| STATED TASK A |
Return every line of the listing below that contains the string "purple", treating uppercase and lowercase letters as distinct.
## start SOURCE DOCUMENT
Yeah, I thought while we are at it we can make this part a bit better too...

>
>
> >       prev = vma_prev(&vmi);
> >       for_each_vma_range(vmi, vma, end) {
> >               /*
> > @@ -1801,13 +1802,16 @@ SYSCALL_DEFINE4(set_mempolicy_home_node, unsigned long, start, unsigned long, le
> >                       err = -EOPNOTSUPP;
> >                       break;
> >               }
> > +             if (vma_start_write_killable(vma)) {
> > +                     err = -EINTR;
> > +                     break;
> > +             }
> >               new = mpol_dup(old);
> >               if (IS_ERR(new)) {
> >                       err = PTR_ERR(new);
> >                       break;
> >               }
> >
> > -             vma_start_write(vma);
>
> Are we ok with moving this to before mpol_dup()? Does this matter? Confused as
> to why you moved this up?

I thought if locking fails, it would be better to check that earlier
before allocating a new mempolicy. That seems to be safe, but thinking
about this now, if allocation goes into direct reclaim and causes the
lock to be held for longer then that might not be such a hot idea...

>
> >               new->home_node = home_node;
> >               err = mbind_range(&vmi, vma, &prev, start, end, new);
> >               mpol_put(new);
> > diff --git a/mm/mlock.c b/mm/mlock.c
> > index 2f699c3497a5..c562c77c3ee0 100644
> > --- a/mm/mlock.c
> > +++ b/mm/mlock.c
> > @@ -420,7 +420,7 @@ static int mlock_pte_range(pmd_t *pmd, unsigned long addr,
> >   * Called for mlock(), mlock2() and mlockall(), to set @vma VM_LOCKED;
> >   * called for munlock() and munlockall(), to clear VM_LOCKED from @vma.
## end SOURCE DOCUMENT
| STATED TASK B |
From the patch review thread above, copy the passage starting with "I thought if" and going on through "a hot idea...".
## start THE DATA
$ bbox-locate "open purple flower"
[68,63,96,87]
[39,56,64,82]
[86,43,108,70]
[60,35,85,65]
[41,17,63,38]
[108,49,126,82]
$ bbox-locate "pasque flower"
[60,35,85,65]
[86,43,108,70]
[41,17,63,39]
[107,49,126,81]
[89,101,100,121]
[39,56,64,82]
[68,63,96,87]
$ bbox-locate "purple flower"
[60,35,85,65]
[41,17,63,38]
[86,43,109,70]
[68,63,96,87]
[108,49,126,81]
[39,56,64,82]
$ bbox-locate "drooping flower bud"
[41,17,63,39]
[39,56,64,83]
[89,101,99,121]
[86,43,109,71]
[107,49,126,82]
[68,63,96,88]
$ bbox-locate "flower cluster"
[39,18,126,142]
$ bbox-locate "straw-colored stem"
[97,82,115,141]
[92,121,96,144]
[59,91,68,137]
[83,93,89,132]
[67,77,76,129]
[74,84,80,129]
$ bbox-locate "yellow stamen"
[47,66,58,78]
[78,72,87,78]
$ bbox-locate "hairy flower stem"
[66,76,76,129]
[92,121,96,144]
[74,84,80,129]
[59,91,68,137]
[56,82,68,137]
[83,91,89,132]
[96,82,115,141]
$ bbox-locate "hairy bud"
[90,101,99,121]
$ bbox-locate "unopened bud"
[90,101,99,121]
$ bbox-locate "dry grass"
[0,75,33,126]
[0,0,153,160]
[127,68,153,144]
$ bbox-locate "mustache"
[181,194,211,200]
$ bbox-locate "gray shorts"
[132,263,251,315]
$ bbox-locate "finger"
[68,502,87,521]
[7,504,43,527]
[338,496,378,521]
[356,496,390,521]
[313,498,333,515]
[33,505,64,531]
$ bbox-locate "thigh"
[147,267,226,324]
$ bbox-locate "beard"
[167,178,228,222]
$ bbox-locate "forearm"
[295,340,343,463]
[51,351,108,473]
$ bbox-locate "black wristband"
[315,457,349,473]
## end THE DATA
| WORKED ANSWER A |
$ bbox-locate "open purple flower"
$ bbox-locate "purple flower"

| WORKED ANSWER B |
I thought if locking fails, it would be better to check that earlier
before allocating a new mempolicy. That seems to be safe, but thinking
about this now, if allocation goes into direct reclaim and causes the
lock to be held for longer then that might not be such a hot idea...